OPDRACHTEN =>
**1)** Beantwoord aan de hand van de brontekst de volgende vragen, elk op een eigen regel:
(a) Tot welk bedrag heeft de benadeelde partij volgens het hof rechtstreeks schade geleden?
(b) Welk bedrag wijst het hof toe ter zake van verleende rechtsbijstand?
(c) Door wie was de schadevergoedingsmaatregel gevorderd?
**2)** Vervang in de brontekst "rechtsbijstand" door "juridische bijstand" en geef het deel dat begint met de woorden "Uit het onderzoek" en eindigt met "verleende rechtsbijstand toewijzen." opnieuw weer.

BRONTEKST =>

+ + + +

Uit het onderzoek ter terechtzitting is voldoende gebleken dat de benadeelde partij als gevolg van het in zaak A onder 6 (ten aanzien van het bedrag van € 250.000,00 van 25 maart 2010) bewezen verklaarde handelen van de verdachte rechtstreeks schade heeft geleden tot een bedrag ad € 250.000,00. De verdachte is tot vergoeding van die schade gehouden zodat de vordering tot dat bedrag zal worden toegewezen. Anders dan de rechtbank zal het hof tevens een bedrag ad € 250,00 ter zake van verleende rechtsbijstand toewijzen.
Het hof ziet geen termen om, zoals door het openbaar ministerie gevorderd, ter zake van het bedrag van
€ 250.000,00 de schadevergoedingsmaatregel op te leggen. Weliswaar is de op dit punt geleden schade veroorzaakt doordat de benadeelde, [BP bedrijf 1], althans [A.S.], door de verdachte is opgelicht, maar de omstandigheden waaronder dit heeft plaatsgevonden, waaronder begrepen de beslissing van [A.S.] om aan de verdachte aanzienlijke bedragen te doen toekomen teneinde de verdachte in staat te stellen kennelijk illegale handelingen te verrichten ten behoeve van vermeende goudtransacties, brengen mee dat het niet op zijn plaats zou zijn de Staat te belasten met het ten behoeve van de benadeelde incasseren van deze vordering onder de verdachte.

+ + + +

LIJSTFRAGMENTEN =>
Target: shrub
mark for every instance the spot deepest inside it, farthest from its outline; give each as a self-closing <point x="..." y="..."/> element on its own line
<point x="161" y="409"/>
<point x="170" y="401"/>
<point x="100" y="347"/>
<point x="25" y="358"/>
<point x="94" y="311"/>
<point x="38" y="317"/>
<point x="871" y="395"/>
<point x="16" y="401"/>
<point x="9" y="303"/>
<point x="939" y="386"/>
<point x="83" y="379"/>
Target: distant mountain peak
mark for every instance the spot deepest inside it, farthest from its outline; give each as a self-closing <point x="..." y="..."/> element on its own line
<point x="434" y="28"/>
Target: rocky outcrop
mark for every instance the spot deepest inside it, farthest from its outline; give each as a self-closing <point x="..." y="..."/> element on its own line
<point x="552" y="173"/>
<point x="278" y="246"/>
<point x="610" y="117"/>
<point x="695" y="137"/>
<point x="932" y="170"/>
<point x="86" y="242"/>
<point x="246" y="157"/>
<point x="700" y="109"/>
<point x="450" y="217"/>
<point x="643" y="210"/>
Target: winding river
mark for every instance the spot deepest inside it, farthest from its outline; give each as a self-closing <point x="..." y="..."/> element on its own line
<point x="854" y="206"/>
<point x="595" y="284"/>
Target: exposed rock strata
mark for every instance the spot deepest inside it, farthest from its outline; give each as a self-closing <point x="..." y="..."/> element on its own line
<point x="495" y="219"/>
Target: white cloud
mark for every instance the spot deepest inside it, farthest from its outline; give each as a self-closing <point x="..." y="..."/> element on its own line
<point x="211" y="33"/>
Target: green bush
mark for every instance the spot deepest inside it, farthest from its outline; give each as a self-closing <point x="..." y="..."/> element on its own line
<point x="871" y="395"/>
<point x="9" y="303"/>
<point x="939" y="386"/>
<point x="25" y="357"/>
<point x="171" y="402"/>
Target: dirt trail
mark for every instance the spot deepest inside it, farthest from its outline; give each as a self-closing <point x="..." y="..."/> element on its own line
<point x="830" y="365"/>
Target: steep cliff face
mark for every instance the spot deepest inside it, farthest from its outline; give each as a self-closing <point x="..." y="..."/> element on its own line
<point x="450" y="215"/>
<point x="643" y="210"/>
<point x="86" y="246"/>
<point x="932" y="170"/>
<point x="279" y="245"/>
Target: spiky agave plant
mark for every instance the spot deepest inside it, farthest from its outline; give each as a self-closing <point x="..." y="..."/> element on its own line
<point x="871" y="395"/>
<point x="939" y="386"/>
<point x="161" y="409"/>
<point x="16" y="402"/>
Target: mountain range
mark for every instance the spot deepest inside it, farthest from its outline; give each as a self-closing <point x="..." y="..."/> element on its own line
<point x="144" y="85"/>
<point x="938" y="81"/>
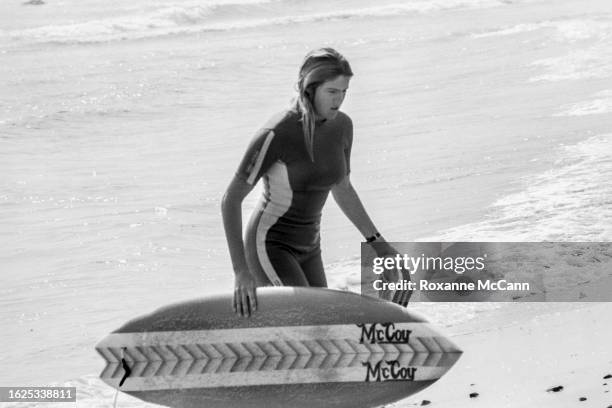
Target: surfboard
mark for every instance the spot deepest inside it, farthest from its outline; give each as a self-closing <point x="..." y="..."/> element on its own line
<point x="303" y="347"/>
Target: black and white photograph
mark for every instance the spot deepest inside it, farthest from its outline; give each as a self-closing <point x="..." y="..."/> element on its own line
<point x="233" y="203"/>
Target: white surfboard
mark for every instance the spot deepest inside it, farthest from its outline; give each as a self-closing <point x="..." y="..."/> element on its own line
<point x="304" y="347"/>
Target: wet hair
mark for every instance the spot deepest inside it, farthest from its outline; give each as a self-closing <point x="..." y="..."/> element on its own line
<point x="319" y="66"/>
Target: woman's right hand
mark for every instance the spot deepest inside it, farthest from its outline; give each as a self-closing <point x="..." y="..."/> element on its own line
<point x="245" y="296"/>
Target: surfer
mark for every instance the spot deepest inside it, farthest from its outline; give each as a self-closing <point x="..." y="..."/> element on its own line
<point x="302" y="154"/>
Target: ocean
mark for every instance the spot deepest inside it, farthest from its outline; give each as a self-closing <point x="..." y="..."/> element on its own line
<point x="121" y="124"/>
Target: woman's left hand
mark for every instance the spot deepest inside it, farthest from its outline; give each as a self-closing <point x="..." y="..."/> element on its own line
<point x="384" y="250"/>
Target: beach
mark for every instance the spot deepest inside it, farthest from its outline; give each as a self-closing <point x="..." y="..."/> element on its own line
<point x="475" y="120"/>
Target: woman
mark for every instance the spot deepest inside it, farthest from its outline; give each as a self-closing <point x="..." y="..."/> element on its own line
<point x="302" y="154"/>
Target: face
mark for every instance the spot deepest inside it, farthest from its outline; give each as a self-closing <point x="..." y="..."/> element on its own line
<point x="329" y="96"/>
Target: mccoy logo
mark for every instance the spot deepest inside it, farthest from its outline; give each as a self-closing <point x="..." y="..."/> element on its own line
<point x="383" y="334"/>
<point x="388" y="371"/>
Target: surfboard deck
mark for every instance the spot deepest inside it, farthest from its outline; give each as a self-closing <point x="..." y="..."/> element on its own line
<point x="303" y="347"/>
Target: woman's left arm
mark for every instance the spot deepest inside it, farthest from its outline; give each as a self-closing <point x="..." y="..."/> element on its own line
<point x="345" y="195"/>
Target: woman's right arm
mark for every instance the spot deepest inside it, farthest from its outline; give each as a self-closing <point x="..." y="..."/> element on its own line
<point x="245" y="298"/>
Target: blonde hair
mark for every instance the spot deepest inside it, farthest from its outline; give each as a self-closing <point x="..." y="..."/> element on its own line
<point x="319" y="66"/>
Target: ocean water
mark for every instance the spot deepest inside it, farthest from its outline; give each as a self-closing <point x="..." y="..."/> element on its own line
<point x="122" y="123"/>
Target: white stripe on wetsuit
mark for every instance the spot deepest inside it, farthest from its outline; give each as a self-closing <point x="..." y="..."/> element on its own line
<point x="260" y="157"/>
<point x="279" y="202"/>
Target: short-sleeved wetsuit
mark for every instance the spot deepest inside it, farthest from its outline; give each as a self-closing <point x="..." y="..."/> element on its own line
<point x="282" y="243"/>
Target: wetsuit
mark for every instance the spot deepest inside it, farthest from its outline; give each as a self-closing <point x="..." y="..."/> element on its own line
<point x="282" y="242"/>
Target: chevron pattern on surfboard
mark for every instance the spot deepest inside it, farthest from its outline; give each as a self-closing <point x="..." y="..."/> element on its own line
<point x="255" y="356"/>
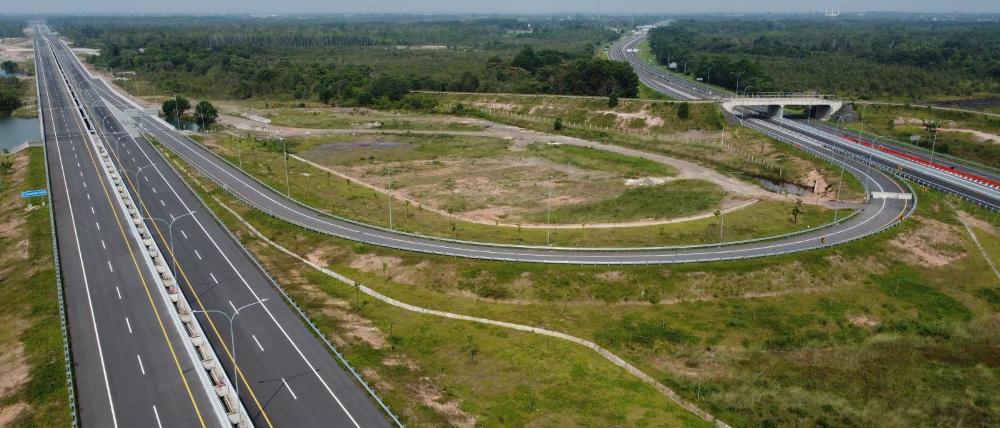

+ + + +

VERWACHTE ANTWOORDEN =>
**1)**
(a) € 250.000,00
(b) € 250,00
(c) Door het openbaar ministerie

**2)**
Uit het onderzoek ter terechtzitting is voldoende gebleken dat de benadeelde partij als gevolg van het in zaak A onder 6 (ten aanzien van het bedrag van € 250.000,00 van 25 maart 2010) bewezen verklaarde handelen van de verdachte rechtstreeks schade heeft geleden tot een bedrag ad € 250.000,00. De verdachte is tot vergoeding van die schade gehouden zodat de vordering tot dat bedrag zal worden toegewezen. Anders dan de rechtbank zal het hof tevens een bedrag ad € 250,00 ter zake van verleende juridische bijstand toewijzen.